Can you copy out every one of the items below line for line, without changing a single character?

[start]

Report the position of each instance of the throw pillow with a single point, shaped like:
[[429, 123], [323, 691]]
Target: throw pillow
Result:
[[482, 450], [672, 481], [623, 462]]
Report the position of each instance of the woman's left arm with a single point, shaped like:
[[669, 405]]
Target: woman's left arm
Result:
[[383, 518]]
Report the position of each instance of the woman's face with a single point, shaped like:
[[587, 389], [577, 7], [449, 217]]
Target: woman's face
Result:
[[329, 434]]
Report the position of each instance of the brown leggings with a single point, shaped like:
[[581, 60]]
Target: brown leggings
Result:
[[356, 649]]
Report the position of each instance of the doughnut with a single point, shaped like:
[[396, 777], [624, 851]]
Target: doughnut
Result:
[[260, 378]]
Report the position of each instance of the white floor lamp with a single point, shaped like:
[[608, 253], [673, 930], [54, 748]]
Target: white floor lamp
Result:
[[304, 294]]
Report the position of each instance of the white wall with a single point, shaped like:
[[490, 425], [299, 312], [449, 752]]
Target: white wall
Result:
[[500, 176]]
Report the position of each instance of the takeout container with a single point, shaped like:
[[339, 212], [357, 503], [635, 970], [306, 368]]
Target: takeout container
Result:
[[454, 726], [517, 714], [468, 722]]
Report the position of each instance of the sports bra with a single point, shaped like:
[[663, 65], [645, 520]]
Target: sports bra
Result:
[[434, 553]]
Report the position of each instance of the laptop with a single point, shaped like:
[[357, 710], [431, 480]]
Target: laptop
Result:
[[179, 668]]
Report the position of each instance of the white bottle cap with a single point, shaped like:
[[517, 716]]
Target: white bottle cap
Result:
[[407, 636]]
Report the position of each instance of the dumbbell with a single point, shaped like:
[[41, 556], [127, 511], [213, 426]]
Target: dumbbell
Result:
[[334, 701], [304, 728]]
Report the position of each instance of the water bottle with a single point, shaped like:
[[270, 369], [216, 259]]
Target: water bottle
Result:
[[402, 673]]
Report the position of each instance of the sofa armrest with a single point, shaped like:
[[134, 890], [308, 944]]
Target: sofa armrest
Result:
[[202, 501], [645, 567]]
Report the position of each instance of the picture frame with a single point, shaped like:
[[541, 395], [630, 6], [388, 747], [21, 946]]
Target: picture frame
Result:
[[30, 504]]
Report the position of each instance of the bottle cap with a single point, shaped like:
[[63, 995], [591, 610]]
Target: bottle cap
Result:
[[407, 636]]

[end]

◆ The output ◆
Report the position of each instance of the throw pillow with a single point, shaped like:
[[429, 123], [323, 691]]
Target: throw pillow
Result:
[[482, 450], [672, 481], [623, 462]]
Report the position of each instance of the woman's left arm with a single point, shaped like:
[[669, 405]]
Target: woman's left arm
Result:
[[383, 518]]
Report the position of each instance of the woman's face with a single point, shaped like:
[[587, 389], [577, 7], [449, 217]]
Target: woman's face
Result:
[[329, 434]]
Report the position of each instance of the brown leggings with a single point, shaped like:
[[581, 60]]
Target: brown leggings
Result:
[[356, 649]]
Report the position of each instance of the doughnut with a single point, shaped like:
[[396, 777], [624, 851]]
Target: doughnut
Result:
[[260, 378]]
Report the position of each instance of the white floor lamp with a single point, shaped like:
[[608, 253], [673, 930], [54, 748]]
Target: white floor lamp
Result:
[[304, 294]]
Report the position of each instance of the white wall with a single point, shaped like:
[[490, 425], [299, 312], [449, 752]]
Target: white wall
Result:
[[500, 176]]
Report the position of each instance of the takeout container with a single point, shaped like:
[[339, 212], [357, 503], [635, 970], [306, 368]]
Target: takeout container
Result:
[[454, 726], [517, 714], [468, 722]]
Report the position of each instance of the sports bra with a single point, shaped like:
[[663, 65], [645, 520]]
Target: sports bra
Result:
[[434, 553]]
Report the position of each instance of the laptop with a single point, shaped like:
[[357, 710], [431, 480]]
Target: laptop
Result:
[[179, 668]]
Report the position of each instance of the white bottle cap with a single point, shaped like:
[[517, 716]]
Target: white bottle cap
Result:
[[407, 636]]
Report the position of each instance of the dumbbell with a single point, shaped like:
[[41, 556], [127, 511], [213, 426]]
Target: dumbbell
Result:
[[334, 701], [304, 728]]
Report the position of each instance of the water bottle with a single point, shaped like:
[[270, 369], [216, 259]]
Target: water bottle
Result:
[[402, 673]]
Report the position of each instance of the sofa armrest with a single point, shaped like:
[[134, 890], [308, 944]]
Target: sofa armrest
Result:
[[202, 501], [645, 567]]
Report the position of each instance of the picture frame with a single point, shaped like:
[[541, 395], [630, 6], [388, 747], [21, 946]]
Target: picture frame
Result:
[[30, 504]]
Report the position of each instance of the bottle cap with a single point, shaped like:
[[63, 995], [591, 610]]
Target: bottle cap
Result:
[[407, 636]]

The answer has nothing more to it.